What lines in the records include the string "negative"? Return each one.

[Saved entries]

[Start of section]

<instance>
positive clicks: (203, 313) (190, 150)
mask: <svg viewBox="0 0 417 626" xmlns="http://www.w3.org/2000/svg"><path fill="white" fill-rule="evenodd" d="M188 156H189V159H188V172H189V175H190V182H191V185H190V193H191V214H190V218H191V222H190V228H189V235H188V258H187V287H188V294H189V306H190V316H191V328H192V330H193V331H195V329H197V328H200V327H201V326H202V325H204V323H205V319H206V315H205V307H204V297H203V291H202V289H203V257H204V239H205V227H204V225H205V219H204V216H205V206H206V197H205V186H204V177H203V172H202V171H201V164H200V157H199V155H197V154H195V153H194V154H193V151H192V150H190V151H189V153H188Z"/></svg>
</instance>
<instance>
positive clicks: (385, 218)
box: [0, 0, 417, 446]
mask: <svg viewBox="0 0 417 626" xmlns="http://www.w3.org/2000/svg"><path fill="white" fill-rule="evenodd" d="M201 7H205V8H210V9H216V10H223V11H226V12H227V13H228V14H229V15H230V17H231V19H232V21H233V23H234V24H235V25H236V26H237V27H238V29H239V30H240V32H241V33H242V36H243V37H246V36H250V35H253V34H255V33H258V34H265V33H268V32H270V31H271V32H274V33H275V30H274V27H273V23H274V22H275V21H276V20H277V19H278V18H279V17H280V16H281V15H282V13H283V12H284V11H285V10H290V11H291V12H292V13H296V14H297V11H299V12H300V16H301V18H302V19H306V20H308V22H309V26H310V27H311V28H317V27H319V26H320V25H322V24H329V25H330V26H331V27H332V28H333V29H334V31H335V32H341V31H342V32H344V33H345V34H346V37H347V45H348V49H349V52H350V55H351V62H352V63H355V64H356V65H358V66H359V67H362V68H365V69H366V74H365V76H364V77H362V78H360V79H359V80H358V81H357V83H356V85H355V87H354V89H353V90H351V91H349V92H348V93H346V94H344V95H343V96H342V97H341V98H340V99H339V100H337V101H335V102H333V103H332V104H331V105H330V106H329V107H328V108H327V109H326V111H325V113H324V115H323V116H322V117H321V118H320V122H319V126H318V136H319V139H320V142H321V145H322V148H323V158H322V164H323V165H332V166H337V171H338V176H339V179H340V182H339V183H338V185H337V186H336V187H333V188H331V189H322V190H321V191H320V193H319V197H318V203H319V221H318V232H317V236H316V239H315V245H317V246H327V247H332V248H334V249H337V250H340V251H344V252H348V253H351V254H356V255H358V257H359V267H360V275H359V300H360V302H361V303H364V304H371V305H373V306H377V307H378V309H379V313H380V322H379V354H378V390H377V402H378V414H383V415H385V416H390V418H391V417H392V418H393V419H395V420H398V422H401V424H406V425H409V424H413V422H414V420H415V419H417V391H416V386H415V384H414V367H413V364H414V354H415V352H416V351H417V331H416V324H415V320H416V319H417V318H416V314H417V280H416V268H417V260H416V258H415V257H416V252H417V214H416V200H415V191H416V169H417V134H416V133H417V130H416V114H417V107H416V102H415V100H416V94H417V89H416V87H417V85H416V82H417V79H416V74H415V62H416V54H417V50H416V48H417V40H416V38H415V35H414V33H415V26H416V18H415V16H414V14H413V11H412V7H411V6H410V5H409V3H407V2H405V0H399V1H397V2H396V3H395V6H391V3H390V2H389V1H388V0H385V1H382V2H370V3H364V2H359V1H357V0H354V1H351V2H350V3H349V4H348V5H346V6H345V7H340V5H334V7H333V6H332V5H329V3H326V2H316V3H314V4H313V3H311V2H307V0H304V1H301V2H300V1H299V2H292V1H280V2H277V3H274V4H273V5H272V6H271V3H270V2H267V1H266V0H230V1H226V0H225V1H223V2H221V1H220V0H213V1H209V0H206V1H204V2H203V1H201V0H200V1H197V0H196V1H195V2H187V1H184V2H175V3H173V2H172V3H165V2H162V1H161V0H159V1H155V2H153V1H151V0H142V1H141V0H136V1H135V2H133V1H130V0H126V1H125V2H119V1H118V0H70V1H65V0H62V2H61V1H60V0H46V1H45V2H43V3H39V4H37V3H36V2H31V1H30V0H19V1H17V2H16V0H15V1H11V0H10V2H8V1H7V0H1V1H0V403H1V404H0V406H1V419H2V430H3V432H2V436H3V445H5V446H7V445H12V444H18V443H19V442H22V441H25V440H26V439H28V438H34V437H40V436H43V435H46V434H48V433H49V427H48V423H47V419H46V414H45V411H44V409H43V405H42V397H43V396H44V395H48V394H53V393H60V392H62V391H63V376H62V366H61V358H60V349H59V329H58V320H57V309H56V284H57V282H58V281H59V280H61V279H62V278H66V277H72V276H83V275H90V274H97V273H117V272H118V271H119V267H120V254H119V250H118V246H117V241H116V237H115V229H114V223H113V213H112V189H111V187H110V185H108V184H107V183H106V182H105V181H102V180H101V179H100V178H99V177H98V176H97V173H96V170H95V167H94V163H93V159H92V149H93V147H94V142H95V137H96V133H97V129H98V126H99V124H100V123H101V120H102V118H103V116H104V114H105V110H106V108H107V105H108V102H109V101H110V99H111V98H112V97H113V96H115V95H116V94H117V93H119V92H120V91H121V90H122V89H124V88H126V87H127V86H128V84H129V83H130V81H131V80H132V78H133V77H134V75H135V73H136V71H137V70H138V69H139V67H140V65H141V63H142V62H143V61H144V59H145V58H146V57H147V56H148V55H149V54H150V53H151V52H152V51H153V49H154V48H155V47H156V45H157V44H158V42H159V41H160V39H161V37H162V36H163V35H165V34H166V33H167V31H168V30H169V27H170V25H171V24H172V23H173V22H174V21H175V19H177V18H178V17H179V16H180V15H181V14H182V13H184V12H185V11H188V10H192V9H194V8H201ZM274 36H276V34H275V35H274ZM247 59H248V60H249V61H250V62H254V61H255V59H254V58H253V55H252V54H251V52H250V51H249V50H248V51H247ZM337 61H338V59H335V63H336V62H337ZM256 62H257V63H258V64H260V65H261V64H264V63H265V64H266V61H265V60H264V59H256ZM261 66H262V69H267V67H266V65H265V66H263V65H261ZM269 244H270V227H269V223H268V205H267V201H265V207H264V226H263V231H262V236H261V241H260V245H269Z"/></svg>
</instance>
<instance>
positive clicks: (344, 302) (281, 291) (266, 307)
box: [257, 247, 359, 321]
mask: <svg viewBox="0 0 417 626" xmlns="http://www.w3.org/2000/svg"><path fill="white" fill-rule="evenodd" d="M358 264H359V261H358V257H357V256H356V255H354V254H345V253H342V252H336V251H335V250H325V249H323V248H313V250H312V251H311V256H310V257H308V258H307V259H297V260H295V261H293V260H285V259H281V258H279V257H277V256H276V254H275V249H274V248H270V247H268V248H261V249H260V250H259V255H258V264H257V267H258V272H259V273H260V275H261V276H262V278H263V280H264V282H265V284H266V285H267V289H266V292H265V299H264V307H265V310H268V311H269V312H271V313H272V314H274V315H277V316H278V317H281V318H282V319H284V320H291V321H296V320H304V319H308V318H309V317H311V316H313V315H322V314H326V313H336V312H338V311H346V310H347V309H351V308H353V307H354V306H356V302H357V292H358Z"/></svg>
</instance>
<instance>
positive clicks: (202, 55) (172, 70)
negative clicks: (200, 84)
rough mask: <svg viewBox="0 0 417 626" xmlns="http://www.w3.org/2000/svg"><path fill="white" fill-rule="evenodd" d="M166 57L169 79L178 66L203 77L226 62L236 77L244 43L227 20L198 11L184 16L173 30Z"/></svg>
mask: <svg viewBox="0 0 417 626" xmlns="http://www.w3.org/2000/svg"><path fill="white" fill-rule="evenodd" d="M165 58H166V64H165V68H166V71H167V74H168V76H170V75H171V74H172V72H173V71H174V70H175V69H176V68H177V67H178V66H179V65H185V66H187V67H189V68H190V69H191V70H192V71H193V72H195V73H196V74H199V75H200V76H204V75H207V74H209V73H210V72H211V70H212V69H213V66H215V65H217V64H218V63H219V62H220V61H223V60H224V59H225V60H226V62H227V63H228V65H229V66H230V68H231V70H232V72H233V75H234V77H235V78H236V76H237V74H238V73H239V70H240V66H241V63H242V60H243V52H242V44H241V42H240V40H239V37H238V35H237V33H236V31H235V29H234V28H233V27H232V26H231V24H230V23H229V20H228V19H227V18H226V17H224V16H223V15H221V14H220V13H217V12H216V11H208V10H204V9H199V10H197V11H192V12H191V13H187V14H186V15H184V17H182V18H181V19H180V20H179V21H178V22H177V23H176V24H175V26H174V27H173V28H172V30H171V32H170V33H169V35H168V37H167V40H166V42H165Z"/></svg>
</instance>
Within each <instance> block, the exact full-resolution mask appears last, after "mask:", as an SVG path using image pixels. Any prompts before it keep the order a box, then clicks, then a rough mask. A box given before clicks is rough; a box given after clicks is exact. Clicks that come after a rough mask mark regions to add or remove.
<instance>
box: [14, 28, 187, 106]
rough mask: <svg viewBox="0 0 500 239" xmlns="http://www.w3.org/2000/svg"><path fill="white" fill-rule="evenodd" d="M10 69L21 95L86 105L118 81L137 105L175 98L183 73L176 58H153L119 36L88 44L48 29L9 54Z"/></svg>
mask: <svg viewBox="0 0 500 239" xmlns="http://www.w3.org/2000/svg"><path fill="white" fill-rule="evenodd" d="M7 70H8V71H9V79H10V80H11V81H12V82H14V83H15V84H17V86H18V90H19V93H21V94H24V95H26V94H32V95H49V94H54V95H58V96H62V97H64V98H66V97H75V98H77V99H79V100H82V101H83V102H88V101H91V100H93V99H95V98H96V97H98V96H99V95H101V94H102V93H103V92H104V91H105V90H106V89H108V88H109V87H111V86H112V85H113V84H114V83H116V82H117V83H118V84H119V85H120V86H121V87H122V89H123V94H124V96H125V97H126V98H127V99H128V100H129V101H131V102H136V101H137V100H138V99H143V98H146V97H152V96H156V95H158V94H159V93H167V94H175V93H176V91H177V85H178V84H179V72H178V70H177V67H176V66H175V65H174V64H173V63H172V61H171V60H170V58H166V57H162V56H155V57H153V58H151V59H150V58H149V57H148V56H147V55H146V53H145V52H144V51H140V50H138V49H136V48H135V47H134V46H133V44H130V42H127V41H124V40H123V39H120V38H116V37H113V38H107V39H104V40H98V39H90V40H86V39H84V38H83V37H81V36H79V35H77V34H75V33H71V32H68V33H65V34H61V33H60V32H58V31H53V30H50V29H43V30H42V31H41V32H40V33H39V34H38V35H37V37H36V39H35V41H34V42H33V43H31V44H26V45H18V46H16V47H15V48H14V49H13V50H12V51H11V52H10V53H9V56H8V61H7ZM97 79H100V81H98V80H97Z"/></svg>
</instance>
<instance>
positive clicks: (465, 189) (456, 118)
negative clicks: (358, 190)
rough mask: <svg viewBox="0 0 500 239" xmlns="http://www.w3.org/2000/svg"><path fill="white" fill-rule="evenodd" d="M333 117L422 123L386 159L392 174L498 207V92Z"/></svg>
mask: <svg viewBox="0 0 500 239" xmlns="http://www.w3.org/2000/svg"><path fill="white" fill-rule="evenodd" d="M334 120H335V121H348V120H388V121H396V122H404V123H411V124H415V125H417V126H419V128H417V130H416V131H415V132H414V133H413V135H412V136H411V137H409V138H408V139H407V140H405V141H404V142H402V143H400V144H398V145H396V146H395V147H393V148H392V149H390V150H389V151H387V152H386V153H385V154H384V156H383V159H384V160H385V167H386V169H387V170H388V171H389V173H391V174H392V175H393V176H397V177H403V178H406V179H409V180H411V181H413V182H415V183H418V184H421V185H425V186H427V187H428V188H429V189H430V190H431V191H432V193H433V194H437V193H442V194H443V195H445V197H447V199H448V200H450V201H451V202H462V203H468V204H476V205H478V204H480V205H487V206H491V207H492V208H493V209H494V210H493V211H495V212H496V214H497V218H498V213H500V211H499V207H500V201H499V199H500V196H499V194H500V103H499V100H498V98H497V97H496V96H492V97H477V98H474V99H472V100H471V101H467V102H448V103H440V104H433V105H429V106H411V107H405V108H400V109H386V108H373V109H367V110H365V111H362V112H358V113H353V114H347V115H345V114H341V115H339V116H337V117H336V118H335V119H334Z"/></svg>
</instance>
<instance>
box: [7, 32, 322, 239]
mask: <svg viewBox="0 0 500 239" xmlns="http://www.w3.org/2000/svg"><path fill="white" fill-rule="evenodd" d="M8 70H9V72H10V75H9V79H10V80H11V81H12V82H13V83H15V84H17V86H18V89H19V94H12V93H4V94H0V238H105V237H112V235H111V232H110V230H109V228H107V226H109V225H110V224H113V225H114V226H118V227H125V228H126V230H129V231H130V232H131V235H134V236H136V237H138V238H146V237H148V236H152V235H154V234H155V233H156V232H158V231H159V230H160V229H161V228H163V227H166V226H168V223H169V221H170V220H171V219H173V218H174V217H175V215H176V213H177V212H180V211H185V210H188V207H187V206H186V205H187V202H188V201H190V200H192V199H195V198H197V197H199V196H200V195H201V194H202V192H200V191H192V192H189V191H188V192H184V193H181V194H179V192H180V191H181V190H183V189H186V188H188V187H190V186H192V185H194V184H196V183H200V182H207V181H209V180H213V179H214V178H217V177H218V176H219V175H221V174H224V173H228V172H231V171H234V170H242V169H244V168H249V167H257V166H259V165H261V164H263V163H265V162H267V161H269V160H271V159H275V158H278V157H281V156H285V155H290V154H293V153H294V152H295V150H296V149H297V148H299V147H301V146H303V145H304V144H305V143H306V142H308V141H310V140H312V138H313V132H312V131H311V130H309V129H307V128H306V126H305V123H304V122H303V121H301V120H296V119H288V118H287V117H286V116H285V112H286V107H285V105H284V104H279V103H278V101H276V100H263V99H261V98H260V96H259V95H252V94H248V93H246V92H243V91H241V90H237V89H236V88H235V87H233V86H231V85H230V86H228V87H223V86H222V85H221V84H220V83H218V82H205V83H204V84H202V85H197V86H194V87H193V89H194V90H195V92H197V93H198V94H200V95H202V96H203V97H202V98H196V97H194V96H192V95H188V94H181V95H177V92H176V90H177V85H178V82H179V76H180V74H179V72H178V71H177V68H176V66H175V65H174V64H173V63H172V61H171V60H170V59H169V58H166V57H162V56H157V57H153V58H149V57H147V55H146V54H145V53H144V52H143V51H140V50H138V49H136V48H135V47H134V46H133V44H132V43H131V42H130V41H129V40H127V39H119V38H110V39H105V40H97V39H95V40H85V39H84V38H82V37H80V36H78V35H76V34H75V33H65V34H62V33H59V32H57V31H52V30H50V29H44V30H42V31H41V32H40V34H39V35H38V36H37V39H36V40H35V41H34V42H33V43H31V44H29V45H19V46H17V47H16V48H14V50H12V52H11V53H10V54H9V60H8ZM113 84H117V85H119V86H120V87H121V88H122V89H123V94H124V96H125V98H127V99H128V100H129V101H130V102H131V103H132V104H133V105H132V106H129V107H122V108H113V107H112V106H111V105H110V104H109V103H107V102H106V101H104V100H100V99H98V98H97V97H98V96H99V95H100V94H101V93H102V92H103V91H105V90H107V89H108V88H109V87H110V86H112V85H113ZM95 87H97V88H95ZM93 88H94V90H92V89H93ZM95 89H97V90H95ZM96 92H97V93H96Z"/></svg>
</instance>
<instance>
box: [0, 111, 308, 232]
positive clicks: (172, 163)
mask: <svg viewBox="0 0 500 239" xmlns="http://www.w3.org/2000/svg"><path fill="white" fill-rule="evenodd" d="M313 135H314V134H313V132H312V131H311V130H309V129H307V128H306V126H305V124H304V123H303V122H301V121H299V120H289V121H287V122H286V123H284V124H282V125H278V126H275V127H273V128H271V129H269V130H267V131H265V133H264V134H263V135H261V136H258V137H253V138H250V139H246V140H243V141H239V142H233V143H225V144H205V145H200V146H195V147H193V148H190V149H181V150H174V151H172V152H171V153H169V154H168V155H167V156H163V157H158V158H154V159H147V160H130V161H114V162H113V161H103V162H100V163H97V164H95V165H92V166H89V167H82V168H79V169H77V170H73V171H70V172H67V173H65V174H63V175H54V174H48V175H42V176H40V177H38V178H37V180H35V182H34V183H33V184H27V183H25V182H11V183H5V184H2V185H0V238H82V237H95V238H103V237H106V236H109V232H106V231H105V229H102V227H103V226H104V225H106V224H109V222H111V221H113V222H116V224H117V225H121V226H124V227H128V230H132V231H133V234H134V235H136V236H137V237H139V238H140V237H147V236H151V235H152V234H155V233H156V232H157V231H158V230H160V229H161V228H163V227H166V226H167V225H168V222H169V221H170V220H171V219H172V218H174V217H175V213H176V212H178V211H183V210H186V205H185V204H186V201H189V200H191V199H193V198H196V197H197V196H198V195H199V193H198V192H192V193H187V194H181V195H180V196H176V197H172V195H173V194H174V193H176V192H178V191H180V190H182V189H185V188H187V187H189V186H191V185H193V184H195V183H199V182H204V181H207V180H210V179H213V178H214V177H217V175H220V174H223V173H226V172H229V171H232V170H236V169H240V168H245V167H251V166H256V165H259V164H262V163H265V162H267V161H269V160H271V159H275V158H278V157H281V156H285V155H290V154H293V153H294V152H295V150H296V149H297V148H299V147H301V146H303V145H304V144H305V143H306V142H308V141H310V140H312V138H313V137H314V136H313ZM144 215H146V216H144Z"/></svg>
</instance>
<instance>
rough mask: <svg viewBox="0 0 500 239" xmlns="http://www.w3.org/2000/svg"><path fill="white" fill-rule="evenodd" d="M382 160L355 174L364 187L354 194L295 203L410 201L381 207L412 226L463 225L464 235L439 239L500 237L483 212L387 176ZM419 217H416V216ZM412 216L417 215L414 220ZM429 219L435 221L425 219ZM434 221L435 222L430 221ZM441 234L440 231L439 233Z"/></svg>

[End of section]

- [Worked solution]:
negative clicks: (200, 84)
negative clicks: (358, 190)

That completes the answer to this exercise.